Na verdade, a luta de uma menina para sobreviver começa no útero devido a um desejo irresistível por filhos homens e o medo do dote, o que resultou no aborto de 12 milhões de meninas ao longo das últimas três décadas, de acordo com um estudo de 2011 feito pela The Lancet.
Isto levou a um declínio no número de mulheres em proporção aos homens em muitas áreas, resultando em um aumento no número de estupros, tráfico humano e, em certos casos, práticas como compartilhamento de mulher entre irmãos.
Na verdade, a maldição do dote continua mesmo depois do casamento.
Uma noiva foi assassinada a cada hora por causa de exigências de dote em 2010, segundo a Agência Nacional de Estatísticas de Crimes. Algumas mortes são por "queima no fogão", com os sogros derramando querosene, o combustível de cozinha de uso comum nos lares mais pobres, sobre as mulheres e ateando fogo nelas, fazendo parecer acidental.
"Os tribunais estão inundados com casos de crimes relacionados ao gênero", disse o juiz aposentado do Supremo Tribunal Markandey Katju. Segundo ele, os assassinatos de honra e dote deveriam ser punidos com a morte.
"Estes não são crimes normais. Estes são crimes sociais porque interrompem todo o tecido social da comunidade. Quando você comete crimes contra as mulheres, tem um impacto duradouro."
Especialistas dizem que o casamento infantil continua sendo um dos maiores obstáculos para o desenvolvimento das mulheres na Índia e tem um efeito dominó. Quase 45 por cento das meninas indianas se casam antes de completar 18 anos, segundo o Centro Internacional de Pesquisa sobre a Mulher.
DUAS ÍNDIAS
As autoridades indianas também têm dificuldades para combater crimes crescentes contra as mulheres, incluindo a violência doméstica, abuso sexual, tráfico e estupro.
Relatos de mulheres apanhando na rua e estupradas em carros em movimento são frequentes em Nova Délhi e nos arredores. Reportagens de jornais estão cheias de histórias de exploração e tráfico sexual.
Em muitos casos, a violência contra as mulheres tem um nível de aceitabilidade social. Uma pesquisa do governo descobriu que 51 por cento dos homens indianos e 54 por cento das mulheres justificavam o espancamento da esposa.

◆ **Exercício A**: Por favor, traduza para o inglês esta frase do texto sobre a violência contra as mulheres na Índia: "Na verdade, a maldição do dote continua mesmo depois do casamento."

[Entradas de apontamento de objetos rotulados]

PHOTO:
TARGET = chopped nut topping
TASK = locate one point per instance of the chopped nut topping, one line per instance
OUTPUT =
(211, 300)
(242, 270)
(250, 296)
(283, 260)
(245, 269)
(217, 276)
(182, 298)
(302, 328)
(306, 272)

◆ **Exercício B**: Reproduza as entradas renomeando "chopped nut topping" para "crushed nut topping" e sem alterar mais nada.

◆ **Resposta esperada A**: In fact, the curse of the dowry continues even after marriage.

◆ **Resposta esperada B**:
PHOTO:
TARGET = crushed nut topping
TASK = locate one point per instance of the crushed nut topping, one line per instance
OUTPUT =
(211, 300)
(242, 270)
(250, 296)
(283, 260)
(245, 269)
(217, 276)
(182, 298)
(302, 328)
(306, 272)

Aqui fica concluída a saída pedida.